SELECTED EXCERPT:
The coronavirus-fatigued world is in the middle of a monument war, in which the protesters are trying to show history in a different light. Europe must take action to survive. At the same time, Russia’s propaganda is growing ever stronger. These are the main topics in the August edition of Diplomaatia.
Criminologist Jüri Saar writes about the monument war, believing that the Western way of thinking could be moving in the wrong direction, away from the traditional.
“In this way, the current trend to actively attend to the past means moving in the wrong direction for the Western world,” says Saar. “By being steadfast in ‘fighting against the heritage of slavery’, we will soon get to Aristotle and Plato, and will begin to redefine their roles for the sake of political correctness. Formally, Plato and Aristotle exploited slaves, who they called ‘living tools’, a very stigmatising description from a modern point of view.”
Diplomat Mikael Laidre is worried about Europe’s sovereignty. “Paradoxically, the main external difficulty in increasing European sovereignty is connected to its apparent biggest ally, the US. This is mainly concerned with financial and military aspects. On the one hand there is Western Europe, traumatised from the last world war and seeing the Cold War as a period of comfortable stability, and on the other there is Eastern Europe, which fears its neighbour; both refuse to take steps that would change the status quo,” admits Laidre.
Marianne Mikko, a former editor-in-chief of Diplomaatia, spent the height of the coronavirus crisis in Sweden, where people had to face unusual difficulties due to the country’s unique COVID-19 management strategy. “For the first time, people are feeling that being a Swede is not as good as it was made out to be,” says Mikko. “Some diplomats have even called the current situation an identity crisis for Sweden. At the same time, trust in the government has not been shaken. Nevertheless, an independent committee of inquiry has been created, tasked with giving a final verdict on tackling COVID-19 in Sweden.”
Foreign affairs commentator Toomas Alatalu writes on Russia’s propaganda campaigns connected with the Great Patriotic War victory celebrations. “Since the aim of the campaigns is to strengthen the Kremlin’s idea of the Second World War, they have caused protests in other countries from the start,” says Alatalu. “As time passes, perceptions in battlefield-ridden Eastern Europe and the rest of the world of the beginning of World War II in 1939–41, and the events of 1944–45, have begun to differ from Moscow’s.”
Aimar Ventsel, an ethnologist living in Russia’s Far East, explains the background to the protests that started in Khabarovsk, and Ukrainian political scientist Ivanna Valjushko writes about the role of Mikheil Saakashvili, a former president of Georgia, in Ukrainian politics.

SUPPLIED MATERIAL:
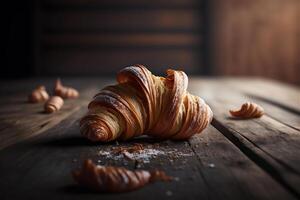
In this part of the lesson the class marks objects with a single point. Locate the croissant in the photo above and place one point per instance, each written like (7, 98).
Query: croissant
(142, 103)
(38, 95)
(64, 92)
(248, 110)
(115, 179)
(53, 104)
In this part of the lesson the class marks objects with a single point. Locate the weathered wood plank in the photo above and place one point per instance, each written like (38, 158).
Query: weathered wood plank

==

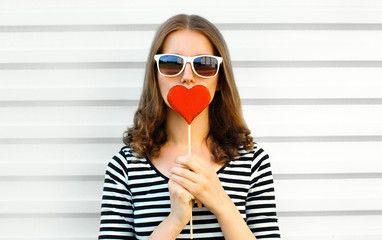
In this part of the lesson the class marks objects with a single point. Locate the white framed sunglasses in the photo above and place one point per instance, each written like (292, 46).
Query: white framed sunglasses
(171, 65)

COMPLETE THE FOLLOWING:
• 1. Reproduce the Diplomaatia overview word for word, starting at "Criminologist Jüri Saar" and ending at "from the traditional.".
• 2. Summarize the Diplomaatia overview in two sentences.
• 3. Put this sentence from the Diplomaatia overview into Spanish: "At the same time, trust in the government has not been shaken."
The lines play no part in this work.

SOLVED TASKS:
• 1.
Criminologist Jüri Saar writes about the monument war, believing that the Western way of thinking could be moving in the wrong direction, away from the traditional.

• 2. The August edition of Diplomaatia takes up the monument war, the need for Europe to take action to survive, and Russia's ever stronger propaganda. Its writers include Jüri Saar on the monument war, Mikael Laidre on European sovereignty, Marianne Mikko on Sweden during the coronavirus crisis, and Toomas Alatalu on Russia's propaganda around the Great Patriotic War victory celebrations.

• 3. Al mismo tiempo, la confianza en el gobierno no se ha quebrantado.